__EXERCISE OBJECTIVE__: Exact copies of all the entries are required.

__DATA LISTING__:
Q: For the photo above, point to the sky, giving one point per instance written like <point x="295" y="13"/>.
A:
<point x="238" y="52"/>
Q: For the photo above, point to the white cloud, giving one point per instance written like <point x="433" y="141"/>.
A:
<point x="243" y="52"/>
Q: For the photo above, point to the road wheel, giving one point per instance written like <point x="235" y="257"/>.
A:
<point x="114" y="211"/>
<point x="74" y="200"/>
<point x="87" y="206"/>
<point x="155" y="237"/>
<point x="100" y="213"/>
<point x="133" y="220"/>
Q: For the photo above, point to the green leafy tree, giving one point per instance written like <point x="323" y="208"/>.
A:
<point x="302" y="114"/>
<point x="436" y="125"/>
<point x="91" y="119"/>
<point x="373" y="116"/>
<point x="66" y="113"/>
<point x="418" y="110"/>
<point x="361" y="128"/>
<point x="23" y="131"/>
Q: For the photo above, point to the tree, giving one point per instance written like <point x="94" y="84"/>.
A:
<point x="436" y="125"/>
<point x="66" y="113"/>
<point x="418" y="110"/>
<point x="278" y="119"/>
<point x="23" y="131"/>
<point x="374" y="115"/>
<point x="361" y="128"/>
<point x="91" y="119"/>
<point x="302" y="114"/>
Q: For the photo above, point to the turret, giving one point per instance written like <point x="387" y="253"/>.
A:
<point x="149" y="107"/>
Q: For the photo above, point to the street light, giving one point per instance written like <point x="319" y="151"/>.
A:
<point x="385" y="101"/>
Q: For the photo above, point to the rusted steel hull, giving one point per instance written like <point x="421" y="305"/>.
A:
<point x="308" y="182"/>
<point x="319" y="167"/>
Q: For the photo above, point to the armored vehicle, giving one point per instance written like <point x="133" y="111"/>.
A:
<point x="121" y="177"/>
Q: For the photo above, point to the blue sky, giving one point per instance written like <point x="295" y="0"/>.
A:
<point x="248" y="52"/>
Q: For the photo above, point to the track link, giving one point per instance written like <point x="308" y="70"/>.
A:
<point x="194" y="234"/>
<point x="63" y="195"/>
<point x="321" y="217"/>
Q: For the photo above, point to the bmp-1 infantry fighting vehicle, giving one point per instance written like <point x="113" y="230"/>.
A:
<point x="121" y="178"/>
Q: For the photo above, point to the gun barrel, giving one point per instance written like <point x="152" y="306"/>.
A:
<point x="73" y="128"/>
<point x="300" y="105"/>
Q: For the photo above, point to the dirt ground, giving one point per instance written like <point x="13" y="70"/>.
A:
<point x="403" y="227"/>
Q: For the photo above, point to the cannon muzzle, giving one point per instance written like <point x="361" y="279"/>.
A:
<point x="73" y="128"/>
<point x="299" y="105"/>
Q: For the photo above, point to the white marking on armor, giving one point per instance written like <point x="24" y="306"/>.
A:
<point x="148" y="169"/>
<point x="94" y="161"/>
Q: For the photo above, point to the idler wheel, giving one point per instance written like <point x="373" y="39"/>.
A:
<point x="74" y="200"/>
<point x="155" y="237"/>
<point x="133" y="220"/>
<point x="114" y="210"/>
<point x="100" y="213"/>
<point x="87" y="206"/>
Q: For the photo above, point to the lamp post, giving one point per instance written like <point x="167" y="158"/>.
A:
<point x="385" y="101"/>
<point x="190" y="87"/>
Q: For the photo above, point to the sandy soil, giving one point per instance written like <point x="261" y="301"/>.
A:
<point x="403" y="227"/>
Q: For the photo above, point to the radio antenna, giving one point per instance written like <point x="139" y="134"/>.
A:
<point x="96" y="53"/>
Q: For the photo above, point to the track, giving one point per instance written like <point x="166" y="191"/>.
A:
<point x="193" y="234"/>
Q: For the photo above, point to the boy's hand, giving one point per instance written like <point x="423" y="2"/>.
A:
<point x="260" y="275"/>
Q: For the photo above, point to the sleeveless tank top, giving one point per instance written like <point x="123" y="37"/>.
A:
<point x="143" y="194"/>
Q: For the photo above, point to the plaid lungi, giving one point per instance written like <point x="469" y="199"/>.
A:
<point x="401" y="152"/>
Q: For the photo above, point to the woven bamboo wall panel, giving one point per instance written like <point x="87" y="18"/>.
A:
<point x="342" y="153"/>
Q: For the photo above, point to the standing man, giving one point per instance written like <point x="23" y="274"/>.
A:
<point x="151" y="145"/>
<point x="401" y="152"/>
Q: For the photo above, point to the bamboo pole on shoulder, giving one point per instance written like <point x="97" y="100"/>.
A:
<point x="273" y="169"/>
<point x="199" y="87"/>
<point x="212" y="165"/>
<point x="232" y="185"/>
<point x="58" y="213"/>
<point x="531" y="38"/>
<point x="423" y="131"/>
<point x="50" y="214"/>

__ANSWER FOR THIS EXERCISE__:
Q: For the photo above, point to the sky, giving one point per instance written like <point x="295" y="13"/>.
A:
<point x="238" y="52"/>
Q: For the photo above, point to the white cloud, giving one point per instance written like <point x="433" y="141"/>.
A:
<point x="243" y="52"/>
Q: For the photo above, point to the road wheel, giving one point per instance written like <point x="235" y="257"/>.
A:
<point x="114" y="211"/>
<point x="74" y="200"/>
<point x="87" y="206"/>
<point x="155" y="237"/>
<point x="100" y="213"/>
<point x="133" y="220"/>
Q: For the photo above, point to the green leafy tree, giving one point per instance written like <point x="323" y="208"/>.
A:
<point x="302" y="114"/>
<point x="436" y="125"/>
<point x="91" y="119"/>
<point x="373" y="116"/>
<point x="66" y="113"/>
<point x="418" y="110"/>
<point x="361" y="128"/>
<point x="23" y="131"/>
Q: For the photo above, point to the tree, giving one point per instance written like <point x="94" y="84"/>.
A:
<point x="436" y="125"/>
<point x="66" y="113"/>
<point x="418" y="110"/>
<point x="278" y="119"/>
<point x="23" y="131"/>
<point x="374" y="115"/>
<point x="361" y="128"/>
<point x="91" y="119"/>
<point x="302" y="114"/>
Q: For the photo above, point to the turret, giving one point per instance written like <point x="387" y="253"/>.
A:
<point x="149" y="107"/>
Q: For the photo above, point to the street light, giving one point per instance written like <point x="319" y="151"/>.
A:
<point x="385" y="101"/>
Q: For the photo above, point to the rusted steel hull, giving one point per instance written like <point x="421" y="305"/>.
A:
<point x="308" y="182"/>
<point x="319" y="167"/>
Q: For the photo above, point to the armored vehicle, giving one point per instance written like <point x="133" y="111"/>.
A:
<point x="121" y="177"/>
Q: For the photo above, point to the blue sky, giving one point per instance written like <point x="295" y="0"/>.
A:
<point x="248" y="52"/>
Q: For the photo above, point to the track link, giving one point per instance written like <point x="308" y="70"/>.
A:
<point x="194" y="234"/>
<point x="63" y="195"/>
<point x="321" y="217"/>
Q: For the photo above, point to the bmp-1 infantry fighting vehicle, giving one point per instance written like <point x="113" y="230"/>.
A:
<point x="121" y="178"/>
Q: For the photo above, point to the gun barrel, giving one point per instance written like <point x="152" y="306"/>.
A:
<point x="73" y="128"/>
<point x="300" y="105"/>
Q: For the photo above, point to the dirt ground, giving one point per instance written like <point x="13" y="70"/>.
A:
<point x="403" y="227"/>
Q: For the photo above, point to the cannon muzzle, giving one point per instance written like <point x="361" y="279"/>.
A:
<point x="73" y="128"/>
<point x="299" y="105"/>
Q: For the photo above, point to the white marking on armor, giving one point per instance written like <point x="24" y="306"/>.
A:
<point x="148" y="169"/>
<point x="94" y="161"/>
Q: For the photo above, point to the idler wheel, giving one point per instance written like <point x="373" y="39"/>.
A:
<point x="74" y="200"/>
<point x="155" y="237"/>
<point x="133" y="220"/>
<point x="114" y="210"/>
<point x="100" y="213"/>
<point x="87" y="206"/>
Q: For the photo above, point to the lamp post, giving one point per instance written like <point x="167" y="158"/>.
A:
<point x="385" y="101"/>
<point x="190" y="87"/>
Q: For the photo above, point to the sandy soil, giving one point per instance written like <point x="261" y="301"/>.
A:
<point x="403" y="227"/>
Q: For the photo above, point to the radio antenna, giving one point per instance written like <point x="139" y="134"/>.
A:
<point x="96" y="53"/>
Q: For the photo above, point to the track, giving one point per instance written like <point x="166" y="191"/>.
A:
<point x="193" y="234"/>
Q: For the photo above, point to the boy's hand, giving one point per instance written like <point x="423" y="2"/>.
A:
<point x="260" y="275"/>
Q: For the photo above, point to the sleeveless tank top, giving one point per instance written like <point x="123" y="37"/>.
A:
<point x="143" y="194"/>
Q: For the photo above, point to the plaid lungi, giving one point per instance written like <point x="469" y="199"/>.
A:
<point x="401" y="152"/>
Q: For the photo above, point to the woven bamboo wall panel, giving one point per instance written like <point x="87" y="18"/>.
A:
<point x="342" y="153"/>
Q: For the photo above, point to the standing man, giving one point per instance written like <point x="23" y="274"/>.
A:
<point x="151" y="145"/>
<point x="401" y="152"/>
Q: For the photo above, point to the bamboo pole on shoulder, giving one point per instance written like <point x="97" y="100"/>.
A:
<point x="273" y="169"/>
<point x="199" y="87"/>
<point x="212" y="165"/>
<point x="232" y="185"/>
<point x="58" y="213"/>
<point x="531" y="38"/>
<point x="423" y="131"/>
<point x="50" y="214"/>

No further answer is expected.